Write out every record exactly as it appears. Skip the pictures.

* [DATA FOR ANALYSIS]
<<<<

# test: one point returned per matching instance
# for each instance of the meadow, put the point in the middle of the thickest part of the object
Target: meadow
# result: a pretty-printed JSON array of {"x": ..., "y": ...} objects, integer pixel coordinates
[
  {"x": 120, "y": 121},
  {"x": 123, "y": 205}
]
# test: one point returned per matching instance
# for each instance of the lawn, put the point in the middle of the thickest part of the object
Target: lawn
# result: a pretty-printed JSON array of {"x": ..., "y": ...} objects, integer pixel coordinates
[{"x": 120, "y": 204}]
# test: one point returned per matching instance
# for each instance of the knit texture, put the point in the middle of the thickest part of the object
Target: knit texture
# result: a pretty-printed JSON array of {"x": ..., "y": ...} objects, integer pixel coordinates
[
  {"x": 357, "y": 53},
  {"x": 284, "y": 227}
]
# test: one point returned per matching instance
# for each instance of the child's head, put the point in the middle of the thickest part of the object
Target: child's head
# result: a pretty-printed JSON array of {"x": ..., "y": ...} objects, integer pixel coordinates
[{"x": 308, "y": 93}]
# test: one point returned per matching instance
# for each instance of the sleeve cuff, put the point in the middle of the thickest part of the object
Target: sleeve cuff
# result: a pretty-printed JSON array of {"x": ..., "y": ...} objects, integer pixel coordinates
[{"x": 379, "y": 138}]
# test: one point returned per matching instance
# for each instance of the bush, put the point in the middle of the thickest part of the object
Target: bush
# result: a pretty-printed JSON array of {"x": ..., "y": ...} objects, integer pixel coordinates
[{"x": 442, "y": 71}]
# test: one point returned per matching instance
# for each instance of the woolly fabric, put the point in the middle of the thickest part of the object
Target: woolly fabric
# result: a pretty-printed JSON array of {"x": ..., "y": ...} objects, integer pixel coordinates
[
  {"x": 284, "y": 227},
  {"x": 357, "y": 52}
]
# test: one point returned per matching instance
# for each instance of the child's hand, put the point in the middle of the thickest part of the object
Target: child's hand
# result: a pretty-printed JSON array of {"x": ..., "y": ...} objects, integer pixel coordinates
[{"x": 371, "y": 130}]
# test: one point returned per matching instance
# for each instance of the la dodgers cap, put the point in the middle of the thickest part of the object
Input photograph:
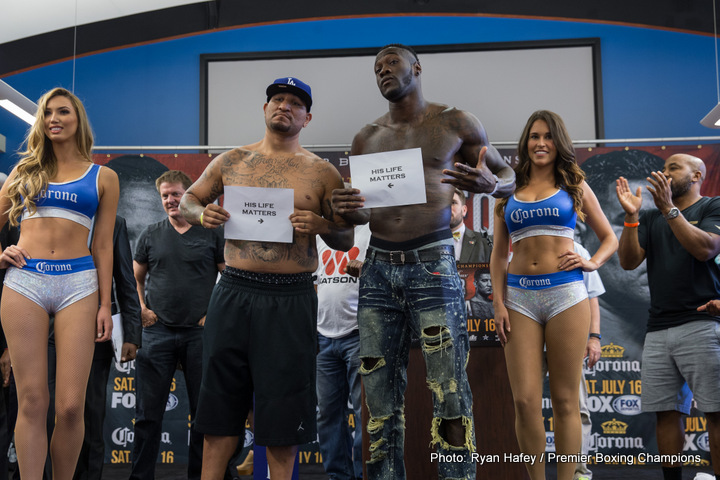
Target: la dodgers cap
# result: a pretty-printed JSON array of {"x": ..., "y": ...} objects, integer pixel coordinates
[{"x": 292, "y": 85}]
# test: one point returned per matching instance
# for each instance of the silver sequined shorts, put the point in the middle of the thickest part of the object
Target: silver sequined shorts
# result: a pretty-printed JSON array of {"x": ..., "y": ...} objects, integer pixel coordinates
[
  {"x": 54, "y": 284},
  {"x": 541, "y": 297}
]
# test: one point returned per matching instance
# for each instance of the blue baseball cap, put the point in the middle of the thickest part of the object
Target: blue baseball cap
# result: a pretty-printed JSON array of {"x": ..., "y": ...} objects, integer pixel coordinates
[{"x": 292, "y": 85}]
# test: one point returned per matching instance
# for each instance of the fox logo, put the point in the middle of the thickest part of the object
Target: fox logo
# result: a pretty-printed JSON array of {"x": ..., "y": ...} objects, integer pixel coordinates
[{"x": 335, "y": 261}]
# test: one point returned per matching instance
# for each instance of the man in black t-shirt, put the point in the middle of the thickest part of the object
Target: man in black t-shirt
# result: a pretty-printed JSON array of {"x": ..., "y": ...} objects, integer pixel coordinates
[
  {"x": 176, "y": 265},
  {"x": 680, "y": 240}
]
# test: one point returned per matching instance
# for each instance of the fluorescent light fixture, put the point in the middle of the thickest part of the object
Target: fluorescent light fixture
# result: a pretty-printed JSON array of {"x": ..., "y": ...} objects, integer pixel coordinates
[
  {"x": 712, "y": 119},
  {"x": 16, "y": 103}
]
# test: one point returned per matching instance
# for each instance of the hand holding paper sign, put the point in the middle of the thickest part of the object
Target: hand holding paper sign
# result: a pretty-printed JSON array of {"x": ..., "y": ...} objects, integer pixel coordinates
[
  {"x": 260, "y": 214},
  {"x": 310, "y": 223},
  {"x": 477, "y": 180},
  {"x": 214, "y": 216}
]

>>>>

* [OUTPUT FOR THIS TASK]
# test: one point returned per matching instance
# for each instance of the meadow, put the point in the middle of the thickest part of the object
Target: meadow
# result: a pretty-printed JSON array of {"x": ..., "y": ...} objects, integer pixel coordinates
[
  {"x": 120, "y": 121},
  {"x": 123, "y": 205}
]
# test: one point returned per matching instance
# for each instance of the lawn, put the point in the middle of the thickest part of the object
Target: lawn
# result: a pretty-printed JSON array of {"x": ..., "y": ...} objects, integer pixel coordinates
[{"x": 120, "y": 204}]
# test: one point returned per matching instance
# for each instance of the knit texture, put the point in the middle of the thickest part of the object
Target: knit texture
# result: a pretty-printed JSON array of {"x": ..., "y": ...} objects, integer pixel coordinates
[
  {"x": 357, "y": 53},
  {"x": 284, "y": 227}
]
# test: one point returned per matching instance
# for each instance of the child's head, put the point in the middle of the thickest part of the object
Target: child's head
# result: a pretty-printed JSON array of {"x": ..., "y": ...} objects, integer pixel coordinates
[{"x": 308, "y": 93}]
# test: one point returned per matching instance
# for each instance of the sleeve cuff, put the point in the middle of the thickest part of the object
Target: sleeve cuff
# result: a pretty-printed JSON array of {"x": ..., "y": ...} objects, integer pixel coordinates
[{"x": 379, "y": 138}]
# test: one point returned per matching instance
# for each instance of the bush, put the point in the middle of the thickest part of the object
Target: bush
# result: a pretty-printed JSON array of {"x": ..., "y": ...} objects, integer pixel coordinates
[{"x": 442, "y": 71}]
# test: one point returned per matching instance
# for each instance of the woolly fabric, put the point in the middle of the thickest part of the object
Target: woolly fabric
# result: a pretty-printed JSON array of {"x": ..., "y": ...} objects, integer pixel coordinates
[
  {"x": 284, "y": 227},
  {"x": 357, "y": 52}
]
# test: one point returned per matching instance
# for each instance of the child's hand, put the point in the middle of the thickest part of the object
Target: child's hand
# result: a pretty-printed JSON array of {"x": ..., "y": ...} objects, integer pixel coordinates
[{"x": 371, "y": 130}]
# test: one point returned per matching instance
# for each instance of the la dodgers cap, put the point in the middle of the thickest part of the object
Input photograph:
Target: la dodgers cap
# result: a pretty-printed JSON array of {"x": ..., "y": ...} objects, integer pixel coordinates
[{"x": 292, "y": 85}]
# test: one point returned per matching instance
# for each instance of the silver sequined shorts, put the point in the middle of the thickest part of the object
Target: silver sequined shorts
# result: a pretty-printed JSON array of {"x": ..., "y": ...} objects, integer pixel coordinates
[
  {"x": 54, "y": 284},
  {"x": 541, "y": 297}
]
# test: one point returned per matching instance
# for each instance of the blue baseball cap, put the point in the middle of the thickest part of the object
Target: blue baseball cap
# result: a pretty-printed JSON array of {"x": ..., "y": ...} objects, integer pixel coordinates
[{"x": 292, "y": 85}]
# test: one point returned per matching instance
# for each instance of the fox logo, put the point in the middle of the thickest part of the object
Target: fox logo
# result: a pretty-printed JSON array of {"x": ..., "y": ...} objects, integer pixel coordinates
[{"x": 335, "y": 261}]
# test: one point returned per matching instance
# for each instance of the man in black t-shirt, put the point in the middle of the thickest part of the object
Target: man in black t-shirt
# result: a pretty-printed JSON array of {"x": ..., "y": ...} objects, integer pixel coordinates
[
  {"x": 176, "y": 265},
  {"x": 680, "y": 240}
]
# test: one point returned per matching instance
# for each instance of the fluorescent light fixture, put the point in the middle of the thickest part of the object
Target: fluorescent light fixture
# result: a pretty-printed JSON array of {"x": ..., "y": ...} objects, integer pixel coordinates
[
  {"x": 712, "y": 119},
  {"x": 16, "y": 103}
]
# test: one point returned per matching instance
# for each instance of the hand holding paper sign, put the point in the middle of the thickest part of the object
Target: hand holding paper sign
# result: a pretty-printed JSON array of {"x": ..., "y": ...} objects, integer pixel coordinates
[
  {"x": 260, "y": 214},
  {"x": 310, "y": 223},
  {"x": 477, "y": 180},
  {"x": 214, "y": 216}
]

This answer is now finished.